## Selected passage:
^^^^^^^^^^^^^^^^

Dumb Things In Batman V Superman Everyone Just Ignored

There was a whole lot riding on Batman v Superman: Dawn of Justice, and months later, we're still asking questions about Zack Snyder's ambitious superhero opus.

After Man of Steel laid the groundwork, Batman v Superman stepped in to do the heavy lifting of establishing a fleshed-out DC Extended Universe (DCEU). We met Ben Affleck's new Batman, Gal Gadot's Wonder Woman and Jesse Eisenberg's Lex Luthor—plus saw a whole lot of teasing for the rest of the Justice League to come. But cramming all that stuff into a movie isn't easy, and though it did make more than $870 million worldwide, it was seen largely as a critical mess. Yes, a lot of DC fans love it—and there's certainly some cool stuff in there to like!—but the movie also had its fair share of problems. With that in mind, here are the dumb things that really irked us about Batman v Superman: Dawn of Justice.

The opening scene goes from flashback to dream with no warning

This is just the weirdest way to open a superhero movie. It's become a cliché to start a Batman movie with a flashback to the death of Thomas and Martha Wayne, but Snyder can't help himself. To his credit, the death scene is stylized and looks great. The slow-motion strand of pearls breaking, the casting of Jeffrey Dean Morgan and Lauren Cohan as the Waynes—all of that was cool. But then? We cut to young Bruce Wayne falling into a cave filled with bats. Introducing the Batcave, okay, still makes sense. But then Bruce starts flying ... in a bat tornado ... for no real reason. Snyder was trying to somehow mix arthouse sensibilities with a tentpole superhero movie, and in this case, neither element really worked.

Why couldn't Wonder Woman just stab Doomsday?

As Superman heroically drove that Kryptonite spear into Doomsday, weakened by its effects to the point he sacrifices his own life, all you could do was wonder...why? Superman's fight with Doomsday is a pillar of the comics continuity, as they literally beat one another to death in one of the most epic comics clashes ever conceived. But the details of that fight were changed considerably for the film version: Most notably, they use a Krpytonite spear and Wonder Woman is literally standing right there. Wonder Woman obviously has super-strength and agility, and she's not affected by Kryptonite. There's no logical reason she couldn't just use the spear and kill Doomsday herself—she's obviously the most logical choice, aside from the fact her name isn't in the film's main title. It's such an easy thing to fix, and a glaringly dumb strategic decision that cost Superman his life.

^^^^^^^^^^^^^^^^

## Raw records:
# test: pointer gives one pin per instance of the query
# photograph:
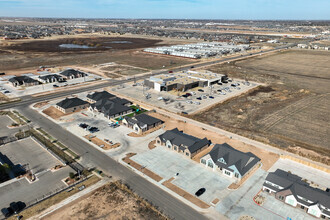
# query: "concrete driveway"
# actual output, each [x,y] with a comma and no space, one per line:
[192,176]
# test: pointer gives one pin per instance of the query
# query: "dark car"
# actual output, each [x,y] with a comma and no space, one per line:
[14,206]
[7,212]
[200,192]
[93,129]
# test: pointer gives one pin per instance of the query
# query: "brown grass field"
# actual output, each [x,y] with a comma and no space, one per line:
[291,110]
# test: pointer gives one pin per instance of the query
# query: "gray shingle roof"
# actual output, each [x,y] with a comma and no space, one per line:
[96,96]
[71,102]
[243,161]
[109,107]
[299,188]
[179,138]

^^^^^^^^^^^^^^^^

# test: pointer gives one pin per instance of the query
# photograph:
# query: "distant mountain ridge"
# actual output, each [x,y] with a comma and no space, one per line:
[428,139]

^^^^^^^^^^^^^^^^

## To-do list:
A: In the Batman v Superman article, which actors play Thomas and Martha Wayne?
B: Copy the Batman v Superman article word for word, between "This is just" and "just stab Doomsday?", inclusive.
C: Pick up the Batman v Superman article from its last sentence and write the next part.

## Responses to the tasks:
A: Jeffrey Dean Morgan and Lauren Cohan.

B:
This is just the weirdest way to open a superhero movie. It's become a cliché to start a Batman movie with a flashback to the death of Thomas and Martha Wayne, but Snyder can't help himself. To his credit, the death scene is stylized and looks great. The slow-motion strand of pearls breaking, the casting of Jeffrey Dean Morgan and Lauren Cohan as the Waynes—all of that was cool. But then? We cut to young Bruce Wayne falling into a cave filled with bats. Introducing the Batcave, okay, still makes sense. But then Bruce starts flying ... in a bat tornado ... for no real reason. Snyder was trying to somehow mix arthouse sensibilities with a tentpole superhero movie, and in this case, neither element really worked.

Why couldn't Wonder Woman just stab Doomsday?

C:
Lex Luthor's entire plan gets dumber the more you think about it

We'll try to keep this simple, which is a piece of advice Lex Luthor desperately could've used when he was coming up with his master plan. From the jump, this never really makes sense. He has a hand in the raid where Superman saves Lois to...frame Superman and make it look like he barreled in with a machine gun? Or something? Then he blows up the senate hearing (complete with that ridiculous bit about piss and sweet tea) to make Superman look bad? Even though it's quickly announced who the real bomber was? Then he forces Superman to fight Batman—but why, really? Why does he think a street vigilante will be able to take out an alien god?

How has Clark Kent not heard of Bruce Wayne?

We get the first-ever meeting between Clark Kent and Bruce Wayne at Lex Luthor's party, and Clark has no clue who Bruce Wayne is when he walks up. Clark Kent, the ace journalist at the Daily Planet, has never heard of one of the most powerful and influential business leaders in Gotham City (and the world)? That was just a really dumb line. This scene was obviously meant to introduce Bruce into this context, but it just makes Clark look like a total idiot.

Martha, Martha, Martha

Snyder was going for something poignant and human with this twist, which saw Batman refrain from killing Superman when they realize their moms were both named Martha. Snyder planted the seeds with the opening scene recapping the death of the Waynes, as Thomas' dying word is a slo-mo "Martha." Then a few hours later Batman and Superman get into a convoluted fight during which Clark Kent is somehow incapable of just explaining they're being manipulated by Luthor. But the fight comes to an end when Superman yells "They're going to kill Martha," which triggers Bruce's memories of his mother's death. Put simply: These two superheroes, who we have been led to believe are diametrically opposed ideologically, can put aside their differences because their mothers randomly have the same name? C'mon, man. Yes, it's meant to bond them as friends on a human level (they both love their moms!), but it just comes off as deeply silly.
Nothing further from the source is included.